* **EXERCISE BRIEF**
An exact transcript of every entry is required, without any of the pictures.
+++ GIVEN RECORDS +++
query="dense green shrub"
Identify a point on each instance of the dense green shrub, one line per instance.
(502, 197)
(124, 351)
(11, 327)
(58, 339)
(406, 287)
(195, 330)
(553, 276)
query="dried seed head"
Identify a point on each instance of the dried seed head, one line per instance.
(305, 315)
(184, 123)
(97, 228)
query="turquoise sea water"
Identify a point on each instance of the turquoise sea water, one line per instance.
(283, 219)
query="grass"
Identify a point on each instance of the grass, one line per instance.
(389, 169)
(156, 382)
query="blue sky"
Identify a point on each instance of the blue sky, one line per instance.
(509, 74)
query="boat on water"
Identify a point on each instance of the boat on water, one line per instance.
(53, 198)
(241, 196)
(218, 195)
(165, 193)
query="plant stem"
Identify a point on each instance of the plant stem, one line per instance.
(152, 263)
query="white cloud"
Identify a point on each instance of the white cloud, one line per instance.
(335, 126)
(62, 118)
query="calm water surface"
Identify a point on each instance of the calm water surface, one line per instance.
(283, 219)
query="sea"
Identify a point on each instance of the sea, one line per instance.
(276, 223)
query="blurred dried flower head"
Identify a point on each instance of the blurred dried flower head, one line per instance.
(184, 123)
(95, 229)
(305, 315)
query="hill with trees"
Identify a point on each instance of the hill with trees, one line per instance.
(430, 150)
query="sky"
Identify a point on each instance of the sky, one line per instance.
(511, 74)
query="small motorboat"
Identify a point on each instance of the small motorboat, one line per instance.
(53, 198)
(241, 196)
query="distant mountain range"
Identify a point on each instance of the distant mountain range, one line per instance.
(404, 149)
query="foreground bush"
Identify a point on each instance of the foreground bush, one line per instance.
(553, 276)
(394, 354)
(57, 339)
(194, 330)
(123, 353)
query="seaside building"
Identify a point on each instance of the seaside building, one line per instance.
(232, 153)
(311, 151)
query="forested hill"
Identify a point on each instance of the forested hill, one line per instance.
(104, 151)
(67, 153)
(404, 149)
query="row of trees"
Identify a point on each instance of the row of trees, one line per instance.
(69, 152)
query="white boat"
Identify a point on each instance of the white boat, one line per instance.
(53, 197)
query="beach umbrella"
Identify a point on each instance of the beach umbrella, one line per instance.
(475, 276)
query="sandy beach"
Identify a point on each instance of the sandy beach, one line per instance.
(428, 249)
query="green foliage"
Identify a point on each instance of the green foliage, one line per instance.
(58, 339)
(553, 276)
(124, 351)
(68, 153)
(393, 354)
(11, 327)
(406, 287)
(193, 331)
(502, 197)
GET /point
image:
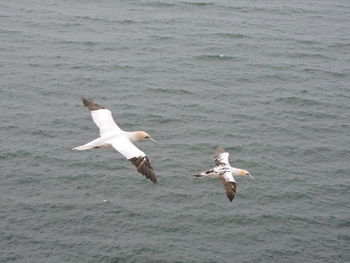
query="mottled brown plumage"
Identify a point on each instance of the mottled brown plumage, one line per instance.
(91, 105)
(218, 151)
(144, 167)
(230, 189)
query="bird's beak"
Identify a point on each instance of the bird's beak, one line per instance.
(251, 176)
(153, 140)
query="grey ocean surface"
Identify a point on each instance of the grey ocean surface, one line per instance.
(267, 80)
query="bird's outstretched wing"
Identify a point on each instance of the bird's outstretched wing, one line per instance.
(221, 157)
(138, 158)
(102, 117)
(229, 185)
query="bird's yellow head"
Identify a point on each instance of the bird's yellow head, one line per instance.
(141, 135)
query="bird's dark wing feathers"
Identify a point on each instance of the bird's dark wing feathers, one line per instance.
(144, 167)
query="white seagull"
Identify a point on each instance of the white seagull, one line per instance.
(112, 136)
(225, 172)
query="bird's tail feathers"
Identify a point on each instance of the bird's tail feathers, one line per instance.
(83, 147)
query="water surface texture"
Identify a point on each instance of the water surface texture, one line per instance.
(267, 80)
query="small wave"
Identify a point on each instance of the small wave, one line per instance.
(231, 35)
(293, 100)
(177, 91)
(198, 3)
(160, 4)
(217, 58)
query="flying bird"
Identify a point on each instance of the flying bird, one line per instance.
(225, 172)
(122, 141)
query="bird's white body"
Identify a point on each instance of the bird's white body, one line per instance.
(112, 136)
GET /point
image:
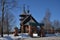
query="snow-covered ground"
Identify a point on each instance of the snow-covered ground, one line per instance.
(26, 36)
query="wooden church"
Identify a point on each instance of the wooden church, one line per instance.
(28, 23)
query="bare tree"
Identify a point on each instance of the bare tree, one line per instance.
(56, 24)
(4, 5)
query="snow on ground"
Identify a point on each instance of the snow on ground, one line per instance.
(12, 37)
(25, 36)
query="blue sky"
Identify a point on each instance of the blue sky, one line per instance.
(38, 9)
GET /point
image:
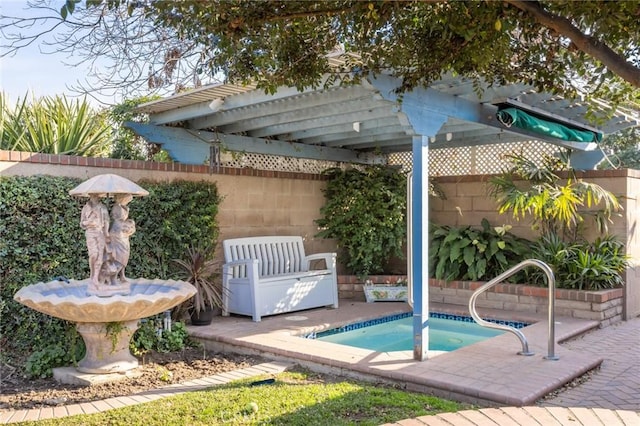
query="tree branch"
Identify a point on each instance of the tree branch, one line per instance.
(589, 45)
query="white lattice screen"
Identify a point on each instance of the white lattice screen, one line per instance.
(484, 159)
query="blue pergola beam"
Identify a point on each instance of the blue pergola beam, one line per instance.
(192, 147)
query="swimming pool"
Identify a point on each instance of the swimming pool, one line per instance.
(447, 332)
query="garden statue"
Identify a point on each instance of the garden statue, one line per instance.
(95, 221)
(106, 306)
(111, 278)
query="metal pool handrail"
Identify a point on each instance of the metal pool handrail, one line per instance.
(552, 291)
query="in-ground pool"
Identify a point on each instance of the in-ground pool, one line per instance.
(395, 333)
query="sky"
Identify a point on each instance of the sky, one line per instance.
(30, 71)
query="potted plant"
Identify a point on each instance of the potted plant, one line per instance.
(201, 269)
(386, 292)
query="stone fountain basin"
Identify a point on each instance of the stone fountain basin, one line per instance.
(70, 301)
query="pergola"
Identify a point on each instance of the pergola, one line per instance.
(362, 123)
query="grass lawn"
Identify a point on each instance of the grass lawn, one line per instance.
(294, 398)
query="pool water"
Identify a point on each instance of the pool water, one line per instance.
(446, 333)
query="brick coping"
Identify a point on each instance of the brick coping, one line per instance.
(599, 296)
(74, 160)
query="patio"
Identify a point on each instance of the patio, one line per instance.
(488, 373)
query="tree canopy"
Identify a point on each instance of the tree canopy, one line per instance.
(589, 48)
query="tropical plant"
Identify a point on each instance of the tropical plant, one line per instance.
(41, 239)
(466, 253)
(365, 212)
(54, 125)
(202, 269)
(581, 265)
(623, 150)
(529, 190)
(554, 45)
+++
* **ANSWER TO THIS PROBLEM**
query="dense green shrub"
Identify a point on each instance of the dense green shrub, one line per instance.
(502, 197)
(124, 351)
(11, 327)
(58, 339)
(406, 287)
(195, 330)
(553, 276)
query="dried seed head"
Identify a point on each instance of the dried seed head, one line per instance.
(305, 315)
(184, 123)
(97, 228)
query="turquoise sea water"
Identify a point on each instance of the turquoise sea water, one line per instance.
(283, 219)
query="grass"
Identify a point on each instance of the grass, one line per instance.
(389, 169)
(156, 382)
query="blue sky"
Identify a point on each instance of the blue sky, one line per instance.
(509, 74)
query="boat on water"
Identify a point on each instance of the boat on water, one line per instance.
(53, 198)
(241, 196)
(218, 195)
(165, 193)
query="plant stem"
Identify a point on each instance of the plant stem, one line per instance.
(152, 263)
query="white cloud"
Identify a point on each instance of the white cloud, one line per instance.
(335, 126)
(62, 118)
query="calm water surface"
Identify a point on each instance of the calm water surface, one line per instance.
(283, 219)
query="sea"
Identify a point on each instance of the sea, one line per instance.
(276, 223)
query="blurred dried flower head"
Identify a point on each instance of the blurred dried flower head, one line per instance.
(184, 123)
(95, 229)
(305, 315)
query="hill with trees"
Identify a point on each instance of the hill with trees, one line per instance.
(430, 150)
query="sky"
Identify a point on each instance of the sky, one line per instance.
(511, 74)
query="small motorboat"
Identify a point on each instance of the small motorboat, one line per instance.
(53, 198)
(241, 196)
query="distant mountain range"
Identify a point on each instance of the distant mountain range, one line per instance.
(404, 149)
query="foreground bush"
Identify a point on each instance of the foreground bush, one line per instance.
(553, 276)
(394, 354)
(57, 339)
(194, 330)
(123, 353)
query="seaside building"
Identify a point on each instance of the seaside building, one line per instance.
(232, 153)
(311, 151)
query="forested hill"
Identify a point on each instance of the forested hill, one line per instance.
(104, 151)
(67, 153)
(404, 149)
query="row of trees"
Identify a point on each instance of the row of trees, one line per instance.
(69, 152)
query="white boat"
Identify a point on each instance of the white boat, one line per instance.
(53, 197)
query="beach umbrella"
Identify a point on each instance of the beach umbrella, one line per instance.
(475, 276)
query="sandy beach"
Identify a point on each instance of the sandy beach, one line per instance.
(428, 249)
query="green foliage"
Identify a point on each instance of the green foliage, one line per instance.
(58, 339)
(553, 276)
(124, 351)
(68, 153)
(393, 354)
(11, 327)
(406, 287)
(193, 331)
(502, 197)
GET /point
image:
query="mottled brown plumage"
Identify a point on each instance of the mottled brown plumage, one line per instance.
(91, 105)
(218, 151)
(144, 167)
(230, 189)
query="bird's beak"
Identify a point on each instance of the bird's beak, one line per instance.
(251, 176)
(153, 140)
query="grey ocean surface"
Identify a point on each instance of the grey ocean surface, one line per instance.
(267, 80)
query="bird's outstretched wing"
Identify a point on each instance of the bird's outstretched wing, one line per instance.
(221, 157)
(138, 158)
(102, 117)
(229, 185)
query="bird's yellow head"
Identify a point on each instance of the bird's yellow head, one line per instance.
(141, 135)
query="bird's dark wing feathers"
Identify a point on each instance of the bird's dark wing feathers, one line per instance.
(144, 167)
query="white seagull"
Identify a point on each instance of the white seagull, one line per instance.
(112, 136)
(225, 172)
query="bird's tail feathers"
Identify a point on each instance of the bird's tail feathers, one line per instance.
(83, 147)
query="water surface texture"
Identify a point on each instance of the water surface texture, one line per instance.
(267, 80)
query="small wave"
Identify a point on each instance of the small wave, one line per instance.
(231, 35)
(293, 100)
(177, 91)
(198, 3)
(160, 4)
(217, 58)
query="flying bird"
Identify a point on each instance of the flying bird, one line per instance.
(225, 172)
(122, 141)
query="bird's white body"
Identify a point on each instance of the bird's white body, one line per instance.
(112, 136)
GET /point
image:
query="snow-covered ground"
Identify a point on each instance of the snow-covered ground, one line per instance.
(26, 36)
query="wooden church"
Identify a point on each instance of the wooden church, one line per instance.
(28, 23)
query="bare tree"
Identify a point on each instance of the bare tree, one line per instance.
(56, 24)
(4, 5)
query="snow on ground"
Identify a point on each instance of the snow on ground, one line per instance.
(12, 37)
(25, 36)
query="blue sky"
Identify a point on each instance of the blue sky, one line per instance.
(38, 9)
GET /point
image:
query="tree branch"
Identify a point on each instance of the tree branch, one line per instance.
(589, 45)
query="white lattice screen"
Identify a point on each instance of the white lattice screen, one line per instance.
(484, 159)
query="blue pergola beam"
Identify a point on each instance of the blue pergola beam, one line per instance.
(192, 147)
query="swimming pool"
Identify a point on each instance of the swimming pool, one line per instance.
(447, 332)
query="garden statue"
Identify a point on each instance of the garden statue, one line per instance.
(95, 221)
(106, 306)
(111, 278)
query="metal pool handrail"
Identify a point on each instance of the metal pool handrail, one line per instance.
(552, 291)
query="in-ground pool"
Identify a point on each instance of the in-ground pool, one line per instance.
(395, 333)
query="sky"
Identify a point on each instance of the sky, one line per instance.
(30, 71)
query="potted plant"
Identify a point on each instance of the potted plant, one line per instance.
(201, 269)
(386, 292)
query="stone fountain basin"
Identify a point on each instance of the stone fountain basin, one line per instance.
(70, 301)
query="pergola"
Identify a point on each instance of the pergola, one line per instance.
(362, 123)
query="grass lawn"
Identify a point on each instance of the grass lawn, one line per instance.
(294, 398)
query="pool water"
Identify a point on each instance of the pool water, one line per instance.
(446, 333)
query="brick coping"
Identify a point on each instance of the brick coping, one line per instance.
(599, 296)
(74, 160)
query="patio"
Identify a point on each instance of the patio, one line per instance.
(488, 373)
query="tree canopy"
Identify a point on each instance of the tree canopy, one line per instance.
(589, 48)
query="tropical plant"
Identify a point on each instance of the tropical plant, one line per instance.
(41, 239)
(466, 253)
(365, 212)
(54, 125)
(202, 269)
(581, 265)
(623, 150)
(529, 190)
(554, 45)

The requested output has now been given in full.